=== Begin Enclosure ===

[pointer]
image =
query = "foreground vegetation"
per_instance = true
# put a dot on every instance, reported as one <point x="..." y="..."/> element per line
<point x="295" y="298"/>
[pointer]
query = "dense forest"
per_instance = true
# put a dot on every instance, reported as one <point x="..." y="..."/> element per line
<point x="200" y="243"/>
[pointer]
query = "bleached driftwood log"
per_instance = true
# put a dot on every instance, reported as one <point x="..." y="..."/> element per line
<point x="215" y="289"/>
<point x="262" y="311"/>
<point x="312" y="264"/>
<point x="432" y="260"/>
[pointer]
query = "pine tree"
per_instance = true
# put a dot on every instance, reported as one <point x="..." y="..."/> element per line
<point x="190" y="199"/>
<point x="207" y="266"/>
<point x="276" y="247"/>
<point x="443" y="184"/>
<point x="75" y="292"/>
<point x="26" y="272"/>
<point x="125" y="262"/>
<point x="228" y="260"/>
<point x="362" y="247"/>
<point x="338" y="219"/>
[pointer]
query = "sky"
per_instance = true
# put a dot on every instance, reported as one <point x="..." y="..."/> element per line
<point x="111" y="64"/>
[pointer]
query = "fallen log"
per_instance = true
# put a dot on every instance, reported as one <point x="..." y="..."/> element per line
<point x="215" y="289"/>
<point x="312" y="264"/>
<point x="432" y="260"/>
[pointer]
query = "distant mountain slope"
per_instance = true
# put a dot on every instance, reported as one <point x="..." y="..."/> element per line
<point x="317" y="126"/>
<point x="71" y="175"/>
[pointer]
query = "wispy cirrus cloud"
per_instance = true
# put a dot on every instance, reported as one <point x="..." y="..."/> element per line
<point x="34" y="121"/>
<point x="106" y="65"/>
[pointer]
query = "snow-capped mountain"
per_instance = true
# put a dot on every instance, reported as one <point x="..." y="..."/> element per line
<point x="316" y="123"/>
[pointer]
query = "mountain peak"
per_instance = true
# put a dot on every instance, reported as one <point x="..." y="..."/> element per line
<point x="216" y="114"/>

=== End Enclosure ===

THE PROBLEM:
Please count, in the material above, the lines that hold the word "query", and report only the total.

ANSWER BOX:
10